What this exercise asks:
a) In the text below on the demand response network code, rewrite the passage starting at "The proposed network" and ending at "confidentiality and interoperability.", replacing "congestion management" with "grid congestion control".
b) List the items that the demand response text below names as included in demand response.

Text block:
#####
On 1 June 2022, the European Union Agency for the Cooperation of Energy Regulators (ACER) was asked by the European Commission to submit non-binding framework guidelines setting out clear objective principles for the development of a network code on demand response, including load, storage and distributed generation.  The new rules will aim at enabling market access for demand response, as well as facilitating the market-based procurement of services by distribution and transmission system operators.

The proposed new EU rules on Data governance will aim at enabling market access for demand response, as well as facilitating the market-based procurement of services by distribution and transmission system operators. In the meantime, the European Commission will also publish its Digitalisation of Energy Action Plan to develop a competitive market for digital energy services and digital energy infrastructure that are cyber-secure, efficient and sustainable and ensure interoperability of energy data, platforms and services.

What should be the overarching principles governing a European energy data space? What government interventions or data standards (if any)  are required to make specific data use cases successful for achieving green transition goals? What types of regulatory instruments are best suited to achieve these goals?

Background

The proposed network code applies to all resource providers, all transmission and distribution system operators, and all wholesale markets and covers balancing and congestion management. A number of its draft articles (see the ACER framework guideline of June 2020) will apply to system operation and data management (articles 51 -74) and to congestion management (articles 84-104).  These articles envisage, inter alia, new EU rules on Data governance including data quality, responsibilities, data privacy and confidentiality and interoperability.
#####
Data excerpts
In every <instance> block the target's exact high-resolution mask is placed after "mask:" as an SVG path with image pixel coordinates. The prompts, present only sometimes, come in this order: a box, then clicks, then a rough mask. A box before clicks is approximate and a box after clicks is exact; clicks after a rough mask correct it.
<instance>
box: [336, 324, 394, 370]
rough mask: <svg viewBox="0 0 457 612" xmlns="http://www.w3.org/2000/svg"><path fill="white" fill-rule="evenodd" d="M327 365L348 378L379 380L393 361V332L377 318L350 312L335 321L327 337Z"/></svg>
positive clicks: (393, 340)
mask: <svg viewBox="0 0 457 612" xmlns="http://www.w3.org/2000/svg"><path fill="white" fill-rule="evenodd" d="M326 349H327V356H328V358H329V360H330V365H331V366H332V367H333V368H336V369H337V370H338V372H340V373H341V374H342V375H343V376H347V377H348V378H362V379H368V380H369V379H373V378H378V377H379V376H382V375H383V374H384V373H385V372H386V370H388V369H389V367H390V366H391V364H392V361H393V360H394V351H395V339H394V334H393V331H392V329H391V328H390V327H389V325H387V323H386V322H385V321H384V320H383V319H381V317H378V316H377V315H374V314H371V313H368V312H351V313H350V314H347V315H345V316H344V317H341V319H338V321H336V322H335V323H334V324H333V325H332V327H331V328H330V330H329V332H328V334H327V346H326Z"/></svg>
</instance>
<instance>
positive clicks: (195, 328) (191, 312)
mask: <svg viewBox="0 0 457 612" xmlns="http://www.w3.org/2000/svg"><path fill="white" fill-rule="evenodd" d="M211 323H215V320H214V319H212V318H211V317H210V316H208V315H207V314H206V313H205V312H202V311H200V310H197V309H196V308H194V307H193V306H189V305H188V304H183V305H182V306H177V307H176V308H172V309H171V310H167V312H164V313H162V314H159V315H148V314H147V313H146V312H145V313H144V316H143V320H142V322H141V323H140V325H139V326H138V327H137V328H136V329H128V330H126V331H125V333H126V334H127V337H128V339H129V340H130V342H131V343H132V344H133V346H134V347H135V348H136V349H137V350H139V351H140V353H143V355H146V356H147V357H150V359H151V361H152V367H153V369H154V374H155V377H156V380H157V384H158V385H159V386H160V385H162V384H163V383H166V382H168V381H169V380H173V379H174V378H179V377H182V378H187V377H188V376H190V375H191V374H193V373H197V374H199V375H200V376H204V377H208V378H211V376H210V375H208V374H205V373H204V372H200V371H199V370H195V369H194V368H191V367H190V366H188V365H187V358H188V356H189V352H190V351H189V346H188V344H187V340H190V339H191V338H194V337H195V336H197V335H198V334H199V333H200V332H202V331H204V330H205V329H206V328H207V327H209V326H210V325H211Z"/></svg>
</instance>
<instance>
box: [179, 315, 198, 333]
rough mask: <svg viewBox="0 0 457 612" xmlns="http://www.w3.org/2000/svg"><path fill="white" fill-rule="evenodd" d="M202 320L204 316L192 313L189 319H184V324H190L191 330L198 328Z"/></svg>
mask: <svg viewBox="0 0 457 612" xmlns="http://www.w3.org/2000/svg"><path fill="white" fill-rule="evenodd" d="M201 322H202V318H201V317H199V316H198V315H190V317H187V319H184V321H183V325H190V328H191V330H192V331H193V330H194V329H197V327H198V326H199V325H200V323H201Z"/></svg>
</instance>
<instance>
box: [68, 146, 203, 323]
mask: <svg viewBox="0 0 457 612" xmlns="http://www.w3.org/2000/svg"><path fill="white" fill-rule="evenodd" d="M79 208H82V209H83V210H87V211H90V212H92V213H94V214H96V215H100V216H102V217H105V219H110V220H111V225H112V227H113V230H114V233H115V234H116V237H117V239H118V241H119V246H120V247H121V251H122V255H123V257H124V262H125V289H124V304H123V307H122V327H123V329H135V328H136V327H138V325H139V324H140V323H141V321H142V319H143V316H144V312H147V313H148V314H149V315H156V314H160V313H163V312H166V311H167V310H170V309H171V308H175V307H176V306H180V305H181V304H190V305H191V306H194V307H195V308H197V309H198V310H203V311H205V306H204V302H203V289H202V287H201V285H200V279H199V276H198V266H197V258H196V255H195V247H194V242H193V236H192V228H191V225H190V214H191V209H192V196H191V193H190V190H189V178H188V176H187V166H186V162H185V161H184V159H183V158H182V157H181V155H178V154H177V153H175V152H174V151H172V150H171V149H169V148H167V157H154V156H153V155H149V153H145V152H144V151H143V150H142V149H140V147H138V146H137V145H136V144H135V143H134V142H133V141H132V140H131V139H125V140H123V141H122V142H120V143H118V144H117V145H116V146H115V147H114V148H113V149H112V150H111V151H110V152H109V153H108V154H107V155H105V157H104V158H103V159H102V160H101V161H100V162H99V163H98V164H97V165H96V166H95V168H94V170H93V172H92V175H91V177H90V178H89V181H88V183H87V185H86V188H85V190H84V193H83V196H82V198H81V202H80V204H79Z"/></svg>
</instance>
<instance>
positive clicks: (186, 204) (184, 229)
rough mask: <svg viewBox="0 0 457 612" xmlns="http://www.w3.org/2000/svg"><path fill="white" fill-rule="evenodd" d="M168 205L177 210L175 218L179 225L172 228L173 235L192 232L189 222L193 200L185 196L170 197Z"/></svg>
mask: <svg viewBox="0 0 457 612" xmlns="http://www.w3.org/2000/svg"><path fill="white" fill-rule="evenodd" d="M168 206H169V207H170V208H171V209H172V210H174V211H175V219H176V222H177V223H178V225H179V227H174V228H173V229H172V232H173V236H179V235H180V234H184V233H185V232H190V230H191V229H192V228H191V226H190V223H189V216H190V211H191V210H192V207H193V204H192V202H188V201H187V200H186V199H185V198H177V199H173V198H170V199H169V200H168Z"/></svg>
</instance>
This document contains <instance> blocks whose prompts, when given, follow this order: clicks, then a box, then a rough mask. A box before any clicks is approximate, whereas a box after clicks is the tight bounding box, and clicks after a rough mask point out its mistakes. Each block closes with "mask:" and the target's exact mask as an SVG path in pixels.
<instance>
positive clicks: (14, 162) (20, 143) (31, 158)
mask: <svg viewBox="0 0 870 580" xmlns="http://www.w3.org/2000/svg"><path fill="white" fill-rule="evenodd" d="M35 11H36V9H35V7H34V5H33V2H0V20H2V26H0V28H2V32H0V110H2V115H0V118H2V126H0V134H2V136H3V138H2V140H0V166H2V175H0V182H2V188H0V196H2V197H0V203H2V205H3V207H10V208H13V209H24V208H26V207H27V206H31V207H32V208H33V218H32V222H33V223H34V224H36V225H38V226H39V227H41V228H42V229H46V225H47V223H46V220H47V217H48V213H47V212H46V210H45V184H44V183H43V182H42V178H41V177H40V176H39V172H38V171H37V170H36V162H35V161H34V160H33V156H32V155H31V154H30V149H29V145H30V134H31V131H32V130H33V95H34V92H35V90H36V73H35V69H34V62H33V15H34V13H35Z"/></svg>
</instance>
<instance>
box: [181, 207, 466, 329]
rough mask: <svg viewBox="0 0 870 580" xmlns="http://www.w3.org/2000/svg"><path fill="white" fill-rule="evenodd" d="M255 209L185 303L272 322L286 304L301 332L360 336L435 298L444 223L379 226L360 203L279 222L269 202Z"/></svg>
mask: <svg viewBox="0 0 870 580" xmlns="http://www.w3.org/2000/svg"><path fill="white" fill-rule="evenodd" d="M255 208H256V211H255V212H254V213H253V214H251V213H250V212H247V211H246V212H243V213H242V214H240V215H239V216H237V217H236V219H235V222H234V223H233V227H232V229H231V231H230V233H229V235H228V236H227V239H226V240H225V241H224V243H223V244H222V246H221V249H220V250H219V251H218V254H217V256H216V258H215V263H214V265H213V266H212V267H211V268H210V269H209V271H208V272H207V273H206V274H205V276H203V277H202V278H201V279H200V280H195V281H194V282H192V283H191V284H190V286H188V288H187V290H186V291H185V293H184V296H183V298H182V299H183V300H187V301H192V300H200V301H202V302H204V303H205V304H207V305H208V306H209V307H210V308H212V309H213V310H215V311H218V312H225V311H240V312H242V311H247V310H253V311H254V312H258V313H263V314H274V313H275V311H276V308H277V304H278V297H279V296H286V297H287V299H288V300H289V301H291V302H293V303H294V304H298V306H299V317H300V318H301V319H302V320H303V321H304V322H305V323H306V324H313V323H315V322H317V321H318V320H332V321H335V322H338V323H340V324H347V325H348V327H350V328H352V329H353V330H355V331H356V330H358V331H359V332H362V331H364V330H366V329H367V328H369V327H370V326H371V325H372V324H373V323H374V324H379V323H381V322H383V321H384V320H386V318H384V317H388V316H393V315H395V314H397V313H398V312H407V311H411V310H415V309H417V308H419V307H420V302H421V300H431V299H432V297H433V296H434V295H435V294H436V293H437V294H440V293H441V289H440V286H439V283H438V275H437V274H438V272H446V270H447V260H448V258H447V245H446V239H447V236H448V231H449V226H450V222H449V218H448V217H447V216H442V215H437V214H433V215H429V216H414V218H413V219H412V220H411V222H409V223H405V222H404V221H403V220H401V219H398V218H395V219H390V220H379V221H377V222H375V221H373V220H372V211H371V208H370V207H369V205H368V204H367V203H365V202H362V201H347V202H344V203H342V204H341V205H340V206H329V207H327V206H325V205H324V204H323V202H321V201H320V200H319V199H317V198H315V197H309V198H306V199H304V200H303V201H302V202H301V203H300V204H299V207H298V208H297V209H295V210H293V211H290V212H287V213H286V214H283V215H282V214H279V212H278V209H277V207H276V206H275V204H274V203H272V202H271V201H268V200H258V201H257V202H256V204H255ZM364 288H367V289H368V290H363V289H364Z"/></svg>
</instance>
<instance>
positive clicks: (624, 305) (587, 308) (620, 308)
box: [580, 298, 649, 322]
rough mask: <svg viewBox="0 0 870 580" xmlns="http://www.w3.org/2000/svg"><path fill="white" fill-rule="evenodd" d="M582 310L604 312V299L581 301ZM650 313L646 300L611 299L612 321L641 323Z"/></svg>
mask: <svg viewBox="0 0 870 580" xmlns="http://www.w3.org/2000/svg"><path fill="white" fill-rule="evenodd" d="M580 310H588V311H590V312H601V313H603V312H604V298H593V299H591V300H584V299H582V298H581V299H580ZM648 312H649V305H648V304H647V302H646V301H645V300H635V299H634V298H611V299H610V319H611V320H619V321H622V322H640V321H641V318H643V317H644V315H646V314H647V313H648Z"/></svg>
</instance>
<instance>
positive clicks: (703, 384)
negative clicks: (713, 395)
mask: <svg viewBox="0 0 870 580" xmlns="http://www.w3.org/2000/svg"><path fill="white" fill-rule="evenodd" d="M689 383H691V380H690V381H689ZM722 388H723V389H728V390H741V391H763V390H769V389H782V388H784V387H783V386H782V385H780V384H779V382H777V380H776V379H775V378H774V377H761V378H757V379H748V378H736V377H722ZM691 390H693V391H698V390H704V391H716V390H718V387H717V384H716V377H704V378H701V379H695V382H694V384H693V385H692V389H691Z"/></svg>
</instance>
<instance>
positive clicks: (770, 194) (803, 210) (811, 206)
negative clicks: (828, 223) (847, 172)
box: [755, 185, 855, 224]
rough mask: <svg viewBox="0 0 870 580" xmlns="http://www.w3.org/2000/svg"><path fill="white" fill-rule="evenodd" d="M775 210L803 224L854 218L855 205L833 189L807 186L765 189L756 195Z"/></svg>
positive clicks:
#####
Numbered answers:
a)
The proposed network code applies to all resource providers, all transmission and distribution system operators, and all wholesale markets and covers balancing and grid congestion control. A number of its draft articles (see the ACER framework guideline of June 2020) will apply to system operation and data management (articles 51 -74) and to grid congestion control (articles 84-104).  These articles envisage, inter alia, new EU rules on Data governance including data quality, responsibilities, data privacy and confidentiality and interoperability.

b) load, storage, distributed generation